» **Exercise description**:
Without including pictures, set down every record exactly as it stands.

» **Data for this task**:
==============================

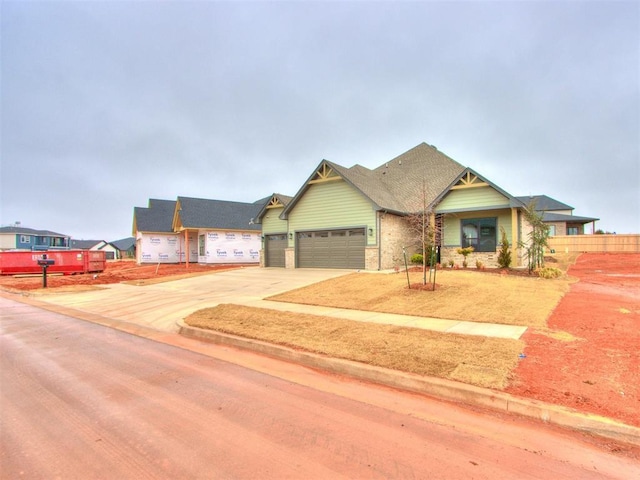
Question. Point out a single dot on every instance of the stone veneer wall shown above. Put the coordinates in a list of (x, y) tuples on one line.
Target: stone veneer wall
[(394, 233), (488, 259)]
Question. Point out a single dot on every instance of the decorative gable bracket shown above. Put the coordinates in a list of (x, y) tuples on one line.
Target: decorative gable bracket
[(469, 180), (324, 174)]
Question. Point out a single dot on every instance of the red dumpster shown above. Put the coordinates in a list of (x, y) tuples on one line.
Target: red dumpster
[(66, 261)]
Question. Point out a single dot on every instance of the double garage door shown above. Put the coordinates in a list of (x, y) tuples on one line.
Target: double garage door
[(331, 249), (274, 246)]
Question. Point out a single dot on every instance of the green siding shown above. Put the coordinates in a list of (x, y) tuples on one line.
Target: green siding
[(332, 205), (271, 223), (452, 232), (472, 198)]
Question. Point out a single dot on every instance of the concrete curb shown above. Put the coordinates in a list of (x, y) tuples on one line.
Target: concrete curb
[(431, 386)]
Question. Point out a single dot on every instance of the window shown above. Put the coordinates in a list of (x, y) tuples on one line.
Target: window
[(479, 233), (201, 245)]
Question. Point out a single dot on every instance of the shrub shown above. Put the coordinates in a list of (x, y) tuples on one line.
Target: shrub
[(416, 259), (549, 272)]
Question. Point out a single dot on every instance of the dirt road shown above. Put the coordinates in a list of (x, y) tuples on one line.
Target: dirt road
[(83, 401)]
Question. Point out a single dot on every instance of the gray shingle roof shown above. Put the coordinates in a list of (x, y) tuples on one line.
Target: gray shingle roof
[(31, 231), (221, 214), (157, 218), (397, 185), (544, 203), (124, 243), (85, 244)]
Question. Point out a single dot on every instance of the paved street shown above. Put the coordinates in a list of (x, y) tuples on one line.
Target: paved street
[(83, 401)]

==============================

» **Task response**:
Question. Point out a single dot on every instance of the stone veneer wall shown above. Put the coordinates in a list of (x, y) tuples on one line.
Target: stone veneer wall
[(394, 233), (488, 259)]
Question. Point out a single dot on every instance of the decorative gable bracket shown above. Put the coordinates in a list of (x, y) tuples on one line.
Target: decorative gable bracket
[(469, 180), (324, 174)]
Question. Point out a single dot on every instance of the red dumpster shown above. Put the coordinates in a list of (x, y) tuples on one line.
Target: red dumpster
[(66, 261)]
Question. Point out a single dot on every instance of the double garage door shown above. Put the coordinates in a list of (x, y) tuples on one line.
Target: double garage door
[(331, 249), (274, 246)]
Question. Point out a single dot on every instance of the green siding shown above. Put the coordinates in a list of (x, y) tuples on one line.
Target: green siding
[(332, 205), (271, 223), (452, 232), (472, 198)]
Question. Point out a single dot on every instance of the concrete curb shown above. Put the coordinates in a list of (x, y) tuples on one line.
Target: concrete curb
[(431, 386)]
Question. Point out a single dot on every instance of the window shown above. Put the coordinates in a list of (x, y) tuples on one line.
Target: window
[(479, 233), (201, 245)]
Question. Point out a single dot on every instance of the shrub shown above. Put the coordinates in a list of (x, y) tuples on one line.
Target: shrub
[(416, 259), (549, 272)]
Question. Point out a single dot on every instance of the dirt road shown above. Put the coordinates in a list of (x, y) tuples on one line.
Target: dirt road
[(83, 401)]
Question. Point out a single dot on every instance of the gray shingle roof shown above. Put the coordinates in a list of (x, y) tuples on one line.
Target: gray shingle roof
[(31, 231), (221, 214), (157, 218), (397, 185), (544, 203), (124, 243), (85, 244)]
Question. Point out a single dot on every instance of the paved street shown above. Put the coordinates in a list of (x, y) tuples on one line.
Target: paved street
[(83, 401)]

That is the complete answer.